Assignment: Only the lines from the one that contains "Mark the guardrail, one" through the final line of the entries should be repeated, exactly as written.

Supplied material:
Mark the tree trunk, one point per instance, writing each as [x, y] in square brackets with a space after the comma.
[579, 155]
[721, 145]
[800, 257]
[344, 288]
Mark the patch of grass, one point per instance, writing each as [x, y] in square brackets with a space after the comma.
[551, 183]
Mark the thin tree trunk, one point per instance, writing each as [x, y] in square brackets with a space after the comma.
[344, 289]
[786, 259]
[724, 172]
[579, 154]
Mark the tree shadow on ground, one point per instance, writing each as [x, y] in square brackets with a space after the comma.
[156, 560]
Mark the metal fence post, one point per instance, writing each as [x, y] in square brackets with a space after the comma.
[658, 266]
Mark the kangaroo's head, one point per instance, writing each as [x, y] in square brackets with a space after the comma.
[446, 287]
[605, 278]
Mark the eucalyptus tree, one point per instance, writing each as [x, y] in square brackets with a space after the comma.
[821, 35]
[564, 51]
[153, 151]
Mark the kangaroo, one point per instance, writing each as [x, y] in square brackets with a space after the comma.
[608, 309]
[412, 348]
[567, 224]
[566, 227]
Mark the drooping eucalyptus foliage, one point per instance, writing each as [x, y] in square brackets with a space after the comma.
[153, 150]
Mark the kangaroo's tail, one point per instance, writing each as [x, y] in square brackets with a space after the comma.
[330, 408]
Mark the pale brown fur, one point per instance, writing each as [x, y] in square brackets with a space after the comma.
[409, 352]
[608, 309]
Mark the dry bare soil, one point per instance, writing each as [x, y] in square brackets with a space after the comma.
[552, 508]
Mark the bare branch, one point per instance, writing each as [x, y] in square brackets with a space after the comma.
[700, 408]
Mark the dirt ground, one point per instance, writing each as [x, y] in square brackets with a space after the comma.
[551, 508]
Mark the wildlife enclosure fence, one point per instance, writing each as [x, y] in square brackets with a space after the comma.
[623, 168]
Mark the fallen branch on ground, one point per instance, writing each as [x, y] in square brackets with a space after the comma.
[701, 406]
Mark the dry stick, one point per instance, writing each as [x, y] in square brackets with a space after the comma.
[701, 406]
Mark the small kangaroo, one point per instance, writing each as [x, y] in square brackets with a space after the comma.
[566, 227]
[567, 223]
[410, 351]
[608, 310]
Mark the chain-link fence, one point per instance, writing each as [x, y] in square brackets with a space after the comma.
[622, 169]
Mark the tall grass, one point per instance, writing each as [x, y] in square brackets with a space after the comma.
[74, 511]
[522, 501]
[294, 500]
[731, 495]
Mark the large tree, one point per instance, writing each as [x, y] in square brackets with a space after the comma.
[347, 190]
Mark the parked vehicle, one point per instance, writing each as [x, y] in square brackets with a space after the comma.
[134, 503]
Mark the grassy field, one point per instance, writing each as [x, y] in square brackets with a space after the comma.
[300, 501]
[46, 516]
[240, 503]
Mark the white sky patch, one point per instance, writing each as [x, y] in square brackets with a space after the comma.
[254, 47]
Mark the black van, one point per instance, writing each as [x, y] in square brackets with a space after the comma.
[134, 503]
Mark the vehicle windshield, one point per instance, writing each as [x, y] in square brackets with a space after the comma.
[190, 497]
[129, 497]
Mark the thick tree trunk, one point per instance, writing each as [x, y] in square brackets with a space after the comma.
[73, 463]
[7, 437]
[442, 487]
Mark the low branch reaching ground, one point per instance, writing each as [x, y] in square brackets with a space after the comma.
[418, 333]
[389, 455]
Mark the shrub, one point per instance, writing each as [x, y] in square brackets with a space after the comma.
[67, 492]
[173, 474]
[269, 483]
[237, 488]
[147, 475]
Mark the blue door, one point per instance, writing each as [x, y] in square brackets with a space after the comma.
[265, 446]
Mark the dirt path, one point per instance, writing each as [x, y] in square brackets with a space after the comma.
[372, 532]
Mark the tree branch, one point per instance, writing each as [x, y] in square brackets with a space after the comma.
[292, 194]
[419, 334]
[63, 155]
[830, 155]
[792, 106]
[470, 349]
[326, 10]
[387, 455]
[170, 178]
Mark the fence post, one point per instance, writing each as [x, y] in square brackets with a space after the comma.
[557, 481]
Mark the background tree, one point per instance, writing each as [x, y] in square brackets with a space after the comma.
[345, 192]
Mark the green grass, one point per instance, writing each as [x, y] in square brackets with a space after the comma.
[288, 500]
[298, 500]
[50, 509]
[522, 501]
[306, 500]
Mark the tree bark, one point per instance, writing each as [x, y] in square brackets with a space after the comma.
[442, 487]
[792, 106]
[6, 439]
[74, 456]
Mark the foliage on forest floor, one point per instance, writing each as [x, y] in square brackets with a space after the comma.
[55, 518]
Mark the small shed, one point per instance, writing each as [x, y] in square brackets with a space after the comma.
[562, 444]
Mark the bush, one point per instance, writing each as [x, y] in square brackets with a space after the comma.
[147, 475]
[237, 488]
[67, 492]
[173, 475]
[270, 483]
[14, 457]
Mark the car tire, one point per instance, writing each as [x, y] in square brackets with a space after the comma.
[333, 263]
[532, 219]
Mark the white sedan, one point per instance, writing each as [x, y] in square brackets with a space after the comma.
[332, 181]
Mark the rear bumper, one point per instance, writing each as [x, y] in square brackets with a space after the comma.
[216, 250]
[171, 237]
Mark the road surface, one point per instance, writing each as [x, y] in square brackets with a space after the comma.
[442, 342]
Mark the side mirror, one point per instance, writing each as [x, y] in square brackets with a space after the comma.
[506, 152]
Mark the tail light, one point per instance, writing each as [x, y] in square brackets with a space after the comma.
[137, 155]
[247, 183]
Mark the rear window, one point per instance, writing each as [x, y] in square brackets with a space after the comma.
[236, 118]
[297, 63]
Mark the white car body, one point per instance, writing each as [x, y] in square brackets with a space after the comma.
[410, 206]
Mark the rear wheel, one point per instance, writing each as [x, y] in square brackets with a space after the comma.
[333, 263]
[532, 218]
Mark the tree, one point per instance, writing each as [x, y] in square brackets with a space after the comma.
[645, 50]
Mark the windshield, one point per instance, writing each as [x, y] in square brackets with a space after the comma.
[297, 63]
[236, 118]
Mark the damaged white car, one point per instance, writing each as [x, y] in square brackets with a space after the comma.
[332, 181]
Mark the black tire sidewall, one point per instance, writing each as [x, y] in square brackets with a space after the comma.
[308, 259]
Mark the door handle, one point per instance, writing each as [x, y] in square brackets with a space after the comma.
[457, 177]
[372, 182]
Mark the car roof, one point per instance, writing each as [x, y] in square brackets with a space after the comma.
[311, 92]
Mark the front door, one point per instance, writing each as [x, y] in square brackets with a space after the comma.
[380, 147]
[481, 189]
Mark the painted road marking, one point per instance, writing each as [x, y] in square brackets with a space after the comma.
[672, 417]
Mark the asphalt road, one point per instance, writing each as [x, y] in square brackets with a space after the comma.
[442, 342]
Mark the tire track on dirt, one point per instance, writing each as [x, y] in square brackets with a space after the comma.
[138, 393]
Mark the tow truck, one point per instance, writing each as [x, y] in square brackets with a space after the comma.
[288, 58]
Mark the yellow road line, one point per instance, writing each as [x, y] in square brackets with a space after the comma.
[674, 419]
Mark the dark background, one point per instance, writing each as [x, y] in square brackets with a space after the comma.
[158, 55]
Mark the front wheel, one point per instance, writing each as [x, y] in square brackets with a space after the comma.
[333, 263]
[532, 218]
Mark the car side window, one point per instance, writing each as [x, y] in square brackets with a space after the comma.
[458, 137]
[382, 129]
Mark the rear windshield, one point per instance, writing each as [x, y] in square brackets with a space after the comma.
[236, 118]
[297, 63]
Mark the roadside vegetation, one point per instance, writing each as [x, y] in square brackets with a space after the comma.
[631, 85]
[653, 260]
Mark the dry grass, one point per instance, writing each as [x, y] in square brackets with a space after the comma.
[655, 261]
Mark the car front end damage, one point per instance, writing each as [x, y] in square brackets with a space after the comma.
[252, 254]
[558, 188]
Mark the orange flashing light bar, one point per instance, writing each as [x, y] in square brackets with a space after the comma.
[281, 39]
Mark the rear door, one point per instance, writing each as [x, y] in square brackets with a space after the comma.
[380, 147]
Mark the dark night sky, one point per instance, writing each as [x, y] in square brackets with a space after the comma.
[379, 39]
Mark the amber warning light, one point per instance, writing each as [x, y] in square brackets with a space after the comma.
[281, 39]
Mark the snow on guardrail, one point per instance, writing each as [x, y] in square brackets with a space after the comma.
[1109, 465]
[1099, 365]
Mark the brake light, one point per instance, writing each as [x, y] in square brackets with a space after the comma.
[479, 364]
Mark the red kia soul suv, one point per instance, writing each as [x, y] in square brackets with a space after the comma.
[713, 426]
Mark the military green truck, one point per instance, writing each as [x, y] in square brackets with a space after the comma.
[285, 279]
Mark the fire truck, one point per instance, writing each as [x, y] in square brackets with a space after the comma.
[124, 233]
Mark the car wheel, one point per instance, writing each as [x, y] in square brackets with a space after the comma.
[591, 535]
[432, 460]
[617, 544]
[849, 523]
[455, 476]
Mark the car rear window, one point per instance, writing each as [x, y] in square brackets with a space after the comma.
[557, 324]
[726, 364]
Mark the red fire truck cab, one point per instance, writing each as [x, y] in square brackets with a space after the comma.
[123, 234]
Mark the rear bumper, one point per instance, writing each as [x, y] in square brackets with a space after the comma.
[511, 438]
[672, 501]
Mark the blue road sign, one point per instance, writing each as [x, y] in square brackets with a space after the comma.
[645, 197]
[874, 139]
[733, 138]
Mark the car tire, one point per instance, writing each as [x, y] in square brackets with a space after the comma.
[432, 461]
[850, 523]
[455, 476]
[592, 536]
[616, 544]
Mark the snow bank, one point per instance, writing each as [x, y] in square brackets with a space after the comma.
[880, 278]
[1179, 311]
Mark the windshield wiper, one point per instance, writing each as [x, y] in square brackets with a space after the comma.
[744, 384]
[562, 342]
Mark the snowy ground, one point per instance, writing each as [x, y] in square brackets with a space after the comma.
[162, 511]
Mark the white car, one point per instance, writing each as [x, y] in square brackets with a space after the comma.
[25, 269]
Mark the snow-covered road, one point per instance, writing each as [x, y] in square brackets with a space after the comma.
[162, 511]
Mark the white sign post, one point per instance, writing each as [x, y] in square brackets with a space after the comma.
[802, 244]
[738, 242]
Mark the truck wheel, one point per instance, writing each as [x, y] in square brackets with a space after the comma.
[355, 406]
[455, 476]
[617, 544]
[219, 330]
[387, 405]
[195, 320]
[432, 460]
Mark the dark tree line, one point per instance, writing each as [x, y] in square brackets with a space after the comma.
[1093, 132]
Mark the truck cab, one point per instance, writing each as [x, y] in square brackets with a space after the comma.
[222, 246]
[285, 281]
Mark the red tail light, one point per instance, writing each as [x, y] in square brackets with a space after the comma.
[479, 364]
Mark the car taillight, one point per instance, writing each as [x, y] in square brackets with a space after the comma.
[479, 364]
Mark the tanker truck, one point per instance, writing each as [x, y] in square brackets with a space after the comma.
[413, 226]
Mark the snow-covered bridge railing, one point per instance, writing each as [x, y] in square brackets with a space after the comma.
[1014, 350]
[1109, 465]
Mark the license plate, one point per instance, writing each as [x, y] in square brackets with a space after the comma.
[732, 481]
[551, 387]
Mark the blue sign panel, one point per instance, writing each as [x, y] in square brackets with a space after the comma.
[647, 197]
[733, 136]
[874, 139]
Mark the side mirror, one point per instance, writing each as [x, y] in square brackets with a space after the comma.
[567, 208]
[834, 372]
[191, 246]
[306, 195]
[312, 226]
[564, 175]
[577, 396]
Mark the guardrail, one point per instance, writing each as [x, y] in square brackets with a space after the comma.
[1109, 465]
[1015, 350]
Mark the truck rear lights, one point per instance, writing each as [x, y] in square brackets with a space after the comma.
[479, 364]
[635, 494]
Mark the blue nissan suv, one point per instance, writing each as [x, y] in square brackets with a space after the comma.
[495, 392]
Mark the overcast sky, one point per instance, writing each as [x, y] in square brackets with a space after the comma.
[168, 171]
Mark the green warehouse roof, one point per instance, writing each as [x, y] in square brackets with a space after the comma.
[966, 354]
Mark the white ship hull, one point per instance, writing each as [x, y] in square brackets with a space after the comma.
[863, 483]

Response to this exercise:
Mark the guardrail, one point per instance, writing each as [x, y] in square brackets with a space after the comma.
[1109, 465]
[1015, 350]
Mark the truck rear lights, one point per instance, writing each as [x, y] in square brackets with a space after the comma.
[479, 364]
[635, 494]
Mark the blue nissan suv, one point per instance, writing each as [x, y] in square brackets with a space after the comma.
[495, 392]
Mark the overcast sky, one point per instance, writing each as [x, y] in square brackets with a space after the comma.
[168, 171]
Mark the green warehouse roof, one point per instance, writing each as [x, y] in square brackets with a space after the comma.
[966, 354]
Mark the white ship hull, one point per instance, writing each as [x, y] in square brackets with a space after the comma.
[863, 483]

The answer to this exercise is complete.